> YOUR INSTRUCTIONS:
Reproduce the part of the records that opens with the line containing "I would be grateful for your help identifying the glass" and runs through the end of the records, requests included, offsetting every point coordinate in the answers by -62.

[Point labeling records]
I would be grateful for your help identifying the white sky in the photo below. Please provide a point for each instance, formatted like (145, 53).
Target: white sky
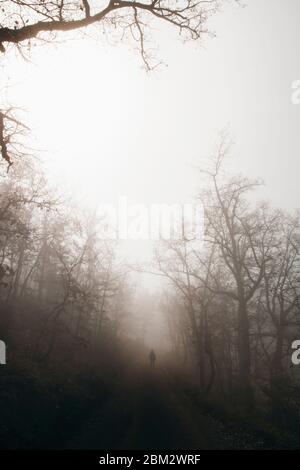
(111, 129)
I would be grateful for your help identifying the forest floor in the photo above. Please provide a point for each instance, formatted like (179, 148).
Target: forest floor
(149, 411)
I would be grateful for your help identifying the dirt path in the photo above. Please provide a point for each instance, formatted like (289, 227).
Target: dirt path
(146, 412)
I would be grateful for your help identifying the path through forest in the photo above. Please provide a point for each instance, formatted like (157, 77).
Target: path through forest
(149, 412)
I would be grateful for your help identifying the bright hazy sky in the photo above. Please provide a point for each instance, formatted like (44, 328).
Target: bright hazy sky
(112, 129)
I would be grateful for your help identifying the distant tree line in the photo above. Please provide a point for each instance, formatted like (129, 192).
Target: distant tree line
(233, 302)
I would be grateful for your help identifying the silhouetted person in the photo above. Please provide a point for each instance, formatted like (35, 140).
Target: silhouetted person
(152, 358)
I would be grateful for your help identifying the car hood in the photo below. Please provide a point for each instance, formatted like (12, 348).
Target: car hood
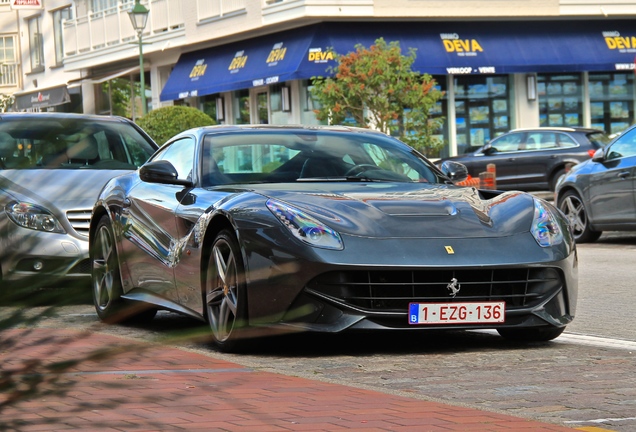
(411, 210)
(64, 189)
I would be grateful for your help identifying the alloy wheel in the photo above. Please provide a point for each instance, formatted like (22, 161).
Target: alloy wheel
(222, 294)
(574, 211)
(104, 270)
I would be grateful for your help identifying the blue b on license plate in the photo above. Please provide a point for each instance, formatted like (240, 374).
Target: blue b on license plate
(457, 313)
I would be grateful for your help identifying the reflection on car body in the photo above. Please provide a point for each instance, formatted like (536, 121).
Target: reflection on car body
(259, 229)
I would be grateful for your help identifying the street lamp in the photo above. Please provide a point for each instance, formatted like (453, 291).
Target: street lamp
(139, 17)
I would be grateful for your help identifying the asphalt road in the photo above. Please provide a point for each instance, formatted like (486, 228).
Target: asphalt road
(584, 378)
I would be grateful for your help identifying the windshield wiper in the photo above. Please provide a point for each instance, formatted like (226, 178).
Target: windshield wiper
(340, 179)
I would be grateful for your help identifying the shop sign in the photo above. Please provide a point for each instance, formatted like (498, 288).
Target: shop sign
(26, 4)
(42, 99)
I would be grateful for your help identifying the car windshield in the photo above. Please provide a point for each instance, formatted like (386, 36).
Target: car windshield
(599, 139)
(71, 143)
(274, 157)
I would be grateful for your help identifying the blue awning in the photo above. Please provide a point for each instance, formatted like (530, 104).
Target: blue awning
(442, 48)
(267, 60)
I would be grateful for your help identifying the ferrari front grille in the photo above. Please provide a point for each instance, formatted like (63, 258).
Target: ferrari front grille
(80, 220)
(392, 291)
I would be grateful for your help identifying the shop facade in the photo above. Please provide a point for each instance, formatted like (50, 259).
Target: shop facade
(496, 75)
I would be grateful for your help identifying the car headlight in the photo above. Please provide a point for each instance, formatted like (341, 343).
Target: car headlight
(304, 227)
(545, 227)
(33, 217)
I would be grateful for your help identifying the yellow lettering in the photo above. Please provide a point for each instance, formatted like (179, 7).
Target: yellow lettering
(276, 55)
(198, 70)
(620, 43)
(238, 62)
(475, 46)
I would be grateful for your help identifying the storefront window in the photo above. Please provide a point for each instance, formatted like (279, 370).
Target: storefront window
(208, 104)
(242, 107)
(115, 97)
(440, 110)
(279, 104)
(560, 100)
(308, 105)
(482, 110)
(261, 108)
(611, 101)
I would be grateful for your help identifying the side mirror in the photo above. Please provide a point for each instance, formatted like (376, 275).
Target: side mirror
(163, 172)
(454, 170)
(489, 151)
(599, 155)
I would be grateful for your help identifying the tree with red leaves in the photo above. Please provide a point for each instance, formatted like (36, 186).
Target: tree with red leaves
(376, 88)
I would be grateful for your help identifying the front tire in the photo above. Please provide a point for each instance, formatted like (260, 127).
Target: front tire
(225, 293)
(106, 281)
(572, 206)
(531, 334)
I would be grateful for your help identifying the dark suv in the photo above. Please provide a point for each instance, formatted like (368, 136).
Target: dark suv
(534, 159)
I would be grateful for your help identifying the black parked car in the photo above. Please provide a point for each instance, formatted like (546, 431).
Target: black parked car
(598, 195)
(534, 159)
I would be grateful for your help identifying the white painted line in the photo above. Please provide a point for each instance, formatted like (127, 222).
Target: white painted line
(596, 341)
(580, 339)
(601, 420)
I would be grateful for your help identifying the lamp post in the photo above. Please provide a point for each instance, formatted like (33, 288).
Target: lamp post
(139, 17)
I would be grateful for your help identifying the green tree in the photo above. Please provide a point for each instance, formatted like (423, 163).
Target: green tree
(164, 123)
(376, 87)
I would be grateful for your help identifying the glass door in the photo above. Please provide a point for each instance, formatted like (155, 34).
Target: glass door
(260, 106)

> THE REPLY:
I would be grateful for your help identifying the glass door in the photo above. Please provide a point for each instance, formatted like (155, 34).
Target: glass door
(198, 44)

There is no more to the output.